EXERCISE:
Resume the article about Junior Parents Weekend at Parisi's Restaurant, continuing directly after its final sentence.

DOCUMENT SEGMENT:
Together again for the first time

Author: George A. Dohrmann '95

On a small stage in the corner of Parisi’s Restaurant, a fortyish woman sways to the music. She cradles a microphone lovingly, as if it were a crystal champagne glass.

 

Baby love, my baby love. Her hips, wrapped in a white sequined dress, swing left on “baby” and right on “love” in amazing synchroneity.

 

“Please tell me that is not my mother up there doing that,” pleads Kory Klem. “Tell me she is not singing the Supremes.”

 

Kory’s mother is the first in a long list of moms to step up to the karaoke machine and embarrass their children. As the night progresses, sons find themselves singing too, and dads serenade their daughters with songs like “My Girl.”

 

“I never realized my mother had a tolerance level,” says George Bullard, watching his mother dance with one of his roommates. “You don’t think about your mother having a buzz.”

 

Later, Bullard and his mother sit on a windowsill ledge, holding hands and talking, their heads close together. “We talked,” said Bullard later. “We were just talking, you know.”

 


 

The scene was typical of Junior Parents Weekend last February. If JPW’94 could be summed up, it would be the image of Bullard and his mother in the corner of that restaurant, holding hands.

Entries from a point annotation set:
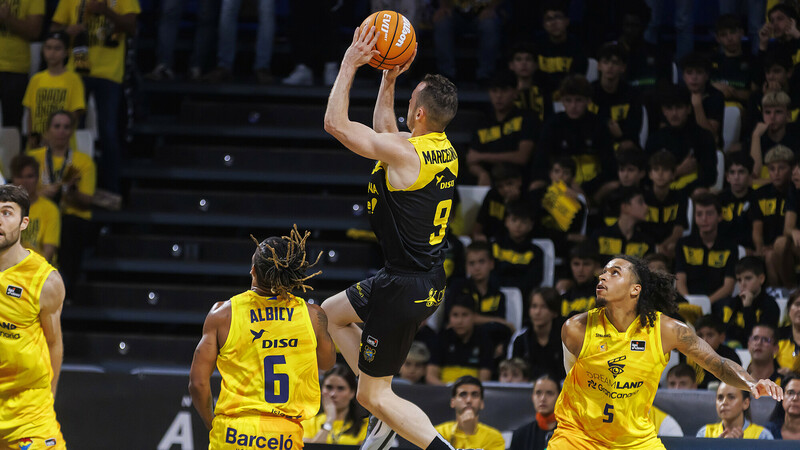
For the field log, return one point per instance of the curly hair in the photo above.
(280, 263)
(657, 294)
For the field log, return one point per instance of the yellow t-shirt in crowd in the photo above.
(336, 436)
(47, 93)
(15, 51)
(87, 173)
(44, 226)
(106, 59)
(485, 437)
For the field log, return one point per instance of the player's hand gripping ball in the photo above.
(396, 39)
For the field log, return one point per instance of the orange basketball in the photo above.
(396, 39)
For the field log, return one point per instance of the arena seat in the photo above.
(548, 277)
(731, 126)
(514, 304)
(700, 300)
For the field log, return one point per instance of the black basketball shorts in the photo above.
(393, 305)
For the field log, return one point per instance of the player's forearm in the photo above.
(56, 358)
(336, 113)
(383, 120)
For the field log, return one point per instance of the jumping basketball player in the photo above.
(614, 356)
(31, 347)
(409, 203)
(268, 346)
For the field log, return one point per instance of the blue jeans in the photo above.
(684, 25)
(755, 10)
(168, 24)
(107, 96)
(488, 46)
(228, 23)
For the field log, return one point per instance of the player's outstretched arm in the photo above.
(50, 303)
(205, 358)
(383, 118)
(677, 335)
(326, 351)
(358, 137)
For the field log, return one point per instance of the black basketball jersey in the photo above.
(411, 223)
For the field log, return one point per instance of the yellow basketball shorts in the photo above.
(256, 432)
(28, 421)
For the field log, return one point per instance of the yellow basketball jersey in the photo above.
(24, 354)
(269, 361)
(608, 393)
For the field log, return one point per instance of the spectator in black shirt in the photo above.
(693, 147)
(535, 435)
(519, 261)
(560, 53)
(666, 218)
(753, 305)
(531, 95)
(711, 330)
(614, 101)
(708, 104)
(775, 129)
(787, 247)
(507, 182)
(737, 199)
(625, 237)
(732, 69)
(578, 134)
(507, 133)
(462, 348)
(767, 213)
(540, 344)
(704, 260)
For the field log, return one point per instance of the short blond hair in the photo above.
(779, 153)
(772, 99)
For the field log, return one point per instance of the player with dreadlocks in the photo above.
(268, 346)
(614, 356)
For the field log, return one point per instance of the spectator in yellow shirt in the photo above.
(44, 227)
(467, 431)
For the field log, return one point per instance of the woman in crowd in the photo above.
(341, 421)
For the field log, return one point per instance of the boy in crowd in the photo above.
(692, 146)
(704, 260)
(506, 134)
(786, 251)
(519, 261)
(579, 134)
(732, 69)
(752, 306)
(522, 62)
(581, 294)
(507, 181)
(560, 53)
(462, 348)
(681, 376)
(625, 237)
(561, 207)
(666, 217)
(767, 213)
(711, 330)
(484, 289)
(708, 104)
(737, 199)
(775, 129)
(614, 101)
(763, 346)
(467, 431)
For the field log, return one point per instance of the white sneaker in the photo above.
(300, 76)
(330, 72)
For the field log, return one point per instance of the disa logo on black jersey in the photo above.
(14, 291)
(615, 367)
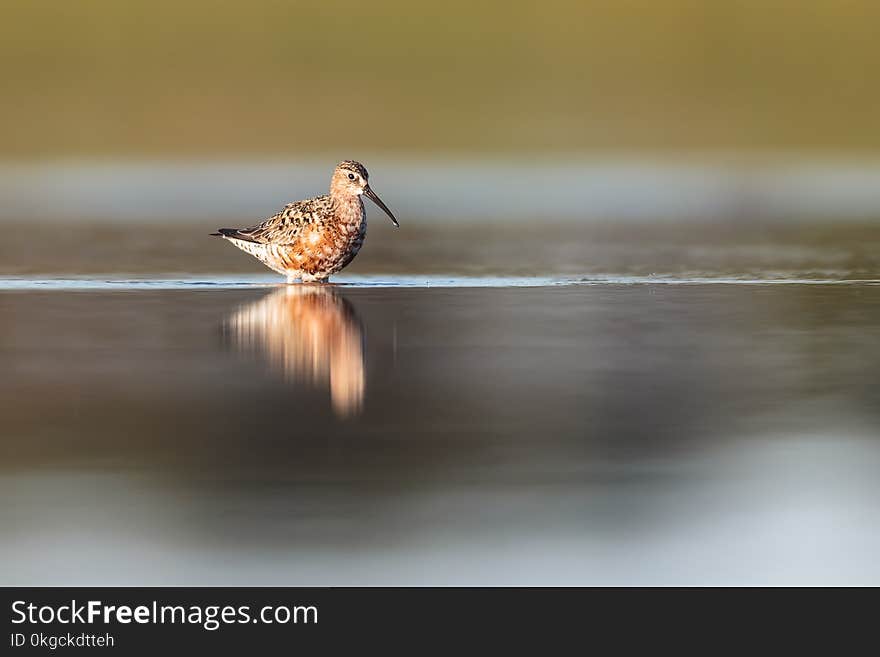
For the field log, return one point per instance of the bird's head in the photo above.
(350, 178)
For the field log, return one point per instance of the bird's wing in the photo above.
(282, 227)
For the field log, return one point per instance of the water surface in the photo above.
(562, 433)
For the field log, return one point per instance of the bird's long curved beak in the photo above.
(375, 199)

==

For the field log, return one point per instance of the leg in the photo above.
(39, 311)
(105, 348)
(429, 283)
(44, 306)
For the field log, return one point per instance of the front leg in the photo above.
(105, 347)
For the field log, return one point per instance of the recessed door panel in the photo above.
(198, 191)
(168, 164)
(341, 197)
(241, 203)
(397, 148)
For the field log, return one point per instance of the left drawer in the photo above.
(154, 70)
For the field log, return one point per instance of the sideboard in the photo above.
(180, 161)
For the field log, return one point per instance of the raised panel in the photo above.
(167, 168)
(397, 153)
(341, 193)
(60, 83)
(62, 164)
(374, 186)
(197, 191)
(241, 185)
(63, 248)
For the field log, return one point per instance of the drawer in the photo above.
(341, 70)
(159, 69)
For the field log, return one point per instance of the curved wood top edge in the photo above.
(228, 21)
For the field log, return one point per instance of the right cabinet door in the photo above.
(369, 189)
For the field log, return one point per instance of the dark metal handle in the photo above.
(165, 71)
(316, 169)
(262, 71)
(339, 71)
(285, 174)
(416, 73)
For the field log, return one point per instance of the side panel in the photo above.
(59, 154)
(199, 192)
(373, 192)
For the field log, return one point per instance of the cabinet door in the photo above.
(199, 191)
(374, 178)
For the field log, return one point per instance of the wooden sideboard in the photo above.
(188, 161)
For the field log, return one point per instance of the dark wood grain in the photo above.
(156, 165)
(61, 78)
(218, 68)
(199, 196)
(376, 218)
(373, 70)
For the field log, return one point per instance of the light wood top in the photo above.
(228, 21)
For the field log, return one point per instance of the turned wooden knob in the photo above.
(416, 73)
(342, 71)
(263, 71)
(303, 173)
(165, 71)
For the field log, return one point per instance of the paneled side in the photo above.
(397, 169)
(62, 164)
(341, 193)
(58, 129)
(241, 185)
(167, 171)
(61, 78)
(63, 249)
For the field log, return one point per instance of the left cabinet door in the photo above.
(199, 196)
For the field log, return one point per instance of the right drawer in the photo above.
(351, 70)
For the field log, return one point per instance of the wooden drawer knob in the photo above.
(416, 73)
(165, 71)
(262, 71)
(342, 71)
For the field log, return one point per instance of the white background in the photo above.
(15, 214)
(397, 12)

THE RESULT:
A lot of hands reached across familial boundaries that weekend. Parents saw where their children worked and learned, who their friends were, and what Notre Dame was all about. Students finally met their parents – not Mom and Dad, but Margaret and Tom, or Elaine and Roger – or, for me, Suzette and George.

 

Anticipation had almost overshadowed the weekend itself. My mother was in touch with me daily the week beforehand. Something always needed to be confirmed or, as my mother put it, “I just want to make sure you’ll remember.”

 

Students had to decide whom they would sit with at the weekend’s dinners, what restaurant they’d go to on Friday night, how they would organize places like Parisi’s for late-night Saturday. Most students had things under control, yet some parents, including my mother, wouldn’t believe their children had anything under control.

 


 

That Friday my parents’ plane landed two hours late. “Did you wait the whole time?” my mother asked when she entered the terminal. “Didn’t you call ahead? You should have called ahead.”

 

“Well hi, Mom. Good to see you too.”

 

“Leave him alone, Suzette.”

 

After my parents checked into a hotel, we headed to Bruno’s for pizza with my roommates and their parents. Hordes of juniors were showing their parents the Italian restaurant, a current favorite of Notre Dame students. Bruno’s is one of many places I plan to tell my as-yet-unborn children about, just as my father tells of great nights at Kubiak’s and Rocco’s.

 

“You know, Tom got a couple of scholarship offers coming out of high school, but nothing big,” reminisced the father of one of my roommates. “But I didn’t push him. I had a lot of fun watching him play football for Moeller. He gave me my fun.”

 

It amazed me how quickly the parents dove into familiar conversation across checkered tablecloths: “…and so there was Jason asleep in the bathtub,” one woman concluded a story to a barrage of laughter. Jason shook his head and rolled his eyes and smiled, which is about all you can do when your mother is telling strangers about your childhood.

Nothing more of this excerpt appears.